■ **Source text**

Brittany Maresh
writer

Archive for the ‘Writing Rant’ Category

Brittany Maresh and Horror Writing

Tue ,04/11/2008

I’m having a hard time writing during the day, when the sunlight streams in off the snow and everything’s making a little bit of noise to let me know it lives.

I much prefer exploring the dark when everything is a little too quiet and the light is a little more indirect.

Still, I’m rather enjoying this foray into horror.

Brittany Maresh and the Motivational Magic

Thu ,09/10/2008

Motivation–what really gets you motivated?  What makes you open up a document and grin, because you know whole-heatedly that there is magic and it can work for you, too?  What makes you so certain, so sure, so very hopeful?

One of my fellow writers group members up here in Alaska had a short story published in an anthology.  It’s not a book all of her own, but it’s not exactly a slouch publication, either.  It was edited by Elaine Cunningham.  Ed Greenwood is in it.  So are a few other “real” authors.

I read about a nice enough writer whose books I enjoy getting an awesome deal.  Another girl I’ve stalked across blogsphere comments landed her dream agent. I have friends who here about these things and feel discouraged–they feel like they’ll never be the one to make it, that everyone else but them is getting ahead in the world.

I just feel psyched.  It happens to real people–and good people, too!  That’s the magic, for me.  That’s what makes me open up the doc and go “let’s do this!”  Maybe it’s hopeful, and maybe it’s incredibly naive, but to me, that’s the magic.

-Brittany Maresh

Brittany Maresh and the Never Ending Novel

Thu ,09/10/2008

I haven’t updated my journal in quite a while, it seems. This is, I will admit, because I am working hard on a novel, and when I haven’t been doing that I’ve been in class or busily turning 23.  I should apologize, but I won’t.  If you’re here, hopefully you’re looking forward to reading the book as much as I am looking forward to finish it.

Instead of apologizing, I’ll… uh.  Huh. Oh! I know! I’ll tell you what I learned in class this morning!

■ **Records supplied**

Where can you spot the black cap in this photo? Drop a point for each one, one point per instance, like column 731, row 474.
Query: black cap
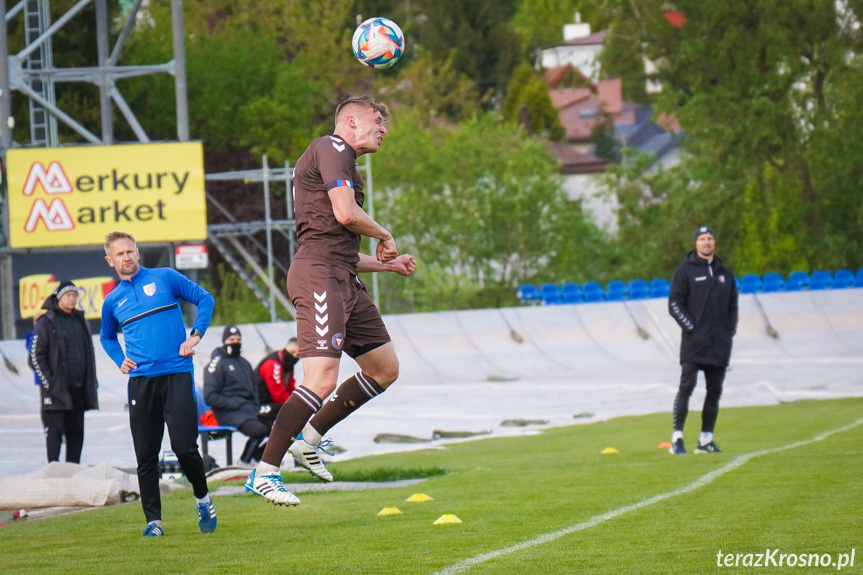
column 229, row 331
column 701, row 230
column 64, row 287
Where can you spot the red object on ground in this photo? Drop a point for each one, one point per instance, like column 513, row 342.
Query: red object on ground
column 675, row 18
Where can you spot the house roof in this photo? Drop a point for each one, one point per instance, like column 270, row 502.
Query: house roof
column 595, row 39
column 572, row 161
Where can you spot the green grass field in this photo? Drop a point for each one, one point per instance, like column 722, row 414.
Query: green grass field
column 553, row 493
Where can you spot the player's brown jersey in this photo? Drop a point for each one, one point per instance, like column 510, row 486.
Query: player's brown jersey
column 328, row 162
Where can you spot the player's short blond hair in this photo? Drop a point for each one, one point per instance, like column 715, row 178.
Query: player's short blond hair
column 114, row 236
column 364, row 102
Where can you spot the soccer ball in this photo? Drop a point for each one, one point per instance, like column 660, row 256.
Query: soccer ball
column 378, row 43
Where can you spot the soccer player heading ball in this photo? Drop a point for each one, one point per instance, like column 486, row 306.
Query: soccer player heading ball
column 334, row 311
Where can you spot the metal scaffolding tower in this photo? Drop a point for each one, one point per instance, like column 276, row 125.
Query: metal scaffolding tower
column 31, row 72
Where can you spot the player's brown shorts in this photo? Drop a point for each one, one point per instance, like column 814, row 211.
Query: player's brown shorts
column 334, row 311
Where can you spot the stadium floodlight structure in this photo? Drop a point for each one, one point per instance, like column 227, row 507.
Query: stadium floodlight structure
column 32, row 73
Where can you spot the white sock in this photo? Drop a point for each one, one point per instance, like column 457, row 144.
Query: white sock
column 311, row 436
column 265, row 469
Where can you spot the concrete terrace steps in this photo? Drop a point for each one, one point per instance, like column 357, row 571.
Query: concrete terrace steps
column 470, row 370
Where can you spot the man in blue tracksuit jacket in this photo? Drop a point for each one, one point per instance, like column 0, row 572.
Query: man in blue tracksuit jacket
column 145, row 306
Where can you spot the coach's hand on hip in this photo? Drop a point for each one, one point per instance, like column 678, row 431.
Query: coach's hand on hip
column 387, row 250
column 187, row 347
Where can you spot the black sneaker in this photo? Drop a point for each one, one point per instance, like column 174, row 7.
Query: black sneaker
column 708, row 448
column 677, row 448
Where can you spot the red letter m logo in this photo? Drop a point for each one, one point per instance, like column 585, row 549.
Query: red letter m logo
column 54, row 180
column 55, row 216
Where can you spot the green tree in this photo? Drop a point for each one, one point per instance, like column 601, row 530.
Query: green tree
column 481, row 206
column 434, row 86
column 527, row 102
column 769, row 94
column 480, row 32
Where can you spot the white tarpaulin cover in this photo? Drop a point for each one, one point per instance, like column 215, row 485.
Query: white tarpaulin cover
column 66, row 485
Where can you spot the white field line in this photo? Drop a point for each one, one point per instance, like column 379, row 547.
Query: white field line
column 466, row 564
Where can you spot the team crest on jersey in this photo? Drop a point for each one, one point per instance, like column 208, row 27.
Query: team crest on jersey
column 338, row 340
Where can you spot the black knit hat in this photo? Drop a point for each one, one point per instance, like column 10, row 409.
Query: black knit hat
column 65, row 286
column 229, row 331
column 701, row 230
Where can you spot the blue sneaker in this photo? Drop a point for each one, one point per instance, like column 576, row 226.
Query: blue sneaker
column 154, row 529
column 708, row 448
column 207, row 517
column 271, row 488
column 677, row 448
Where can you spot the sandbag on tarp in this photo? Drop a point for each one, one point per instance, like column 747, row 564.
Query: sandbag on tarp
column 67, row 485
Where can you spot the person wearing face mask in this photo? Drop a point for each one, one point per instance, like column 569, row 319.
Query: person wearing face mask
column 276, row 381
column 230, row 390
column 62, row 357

■ **What you need to do**
- 1) Write out the part of the blog posts that begins at the words "Motivation–what really gets" and stops after "so very hopeful?".
- 2) Write what comes next in the blog posts, picking up right after their last sentence.
The records come from somewhere other than the blog posts.

■ **Task-by-task answers**
- 1)
Motivation–what really gets you motivated?  What makes you open up a document and grin, because you know whole-heatedly that there is magic and it can work for you, too?  What makes you so certain, so sure, so very hopeful?

- 2)
We were supposed to be discussing Piers Plowman in my Bri Lit class, but we tripped into the seven deadly sins and seven virtues (and how they pair off) instead. This brought us into Dante and his layers of Hell, which tangented into other famous artists that immortalized people they hated by saying bad things and torturing them in their works.  In the end, the professor summed what we’d learned during the day up with:

Ars longa, vita brevis–life is short, art long

He also added this thought:

If you really want to be immortalized, make enemies with a wrathful artist.  If they’re angry enough, they’ll get good to spite you.k

I don’t know that it’s really anything new, but it was interesting to be told it directly in class, and gives me something to say other than “I’m writing a novel, forgive the silence.”

-Brittany Maresh

The Little Things

Tue ,12/08/2008

I was a huge X-Files fan as a child.   Lately, it’s where I’m drawing inspiration from.  Not to say I have aliens anywhere in my worlds, or conspiracies.  It’s more that I like the dynamics.  The character struggles. It makes me want to tinker and play with my latest chapters.  It’s the mechanics of faith versus a lack there of.  Scully doesn’t believe.  Mulder believes.  I have a similar pair in my world.

On another front, I’m trying to convince my writing group that we need to do another retreat.  Something where we sequester ourselves away and don’t let ourselves eat until we’ve finished a query letter.  Or, at least, until I’ve finished a query letter.

And besides, we can use the time to discuss NaNoWriMo!

-Bri

Author Meltdown, Dystopia, and Expectant Readers

Sat ,12/07/2008

It seems to me that deadlines are one of the worst things an author can face. I’m a faithful lurker on Justine Larbalestier’s blog and she’s approaching a deadline. It’s terrifying, apparently, and rant-inducing. More so than the topic of muses, even.  A lot of other authors seem to have the same fear.  It’s kind of thrilling and terrifying at the same time.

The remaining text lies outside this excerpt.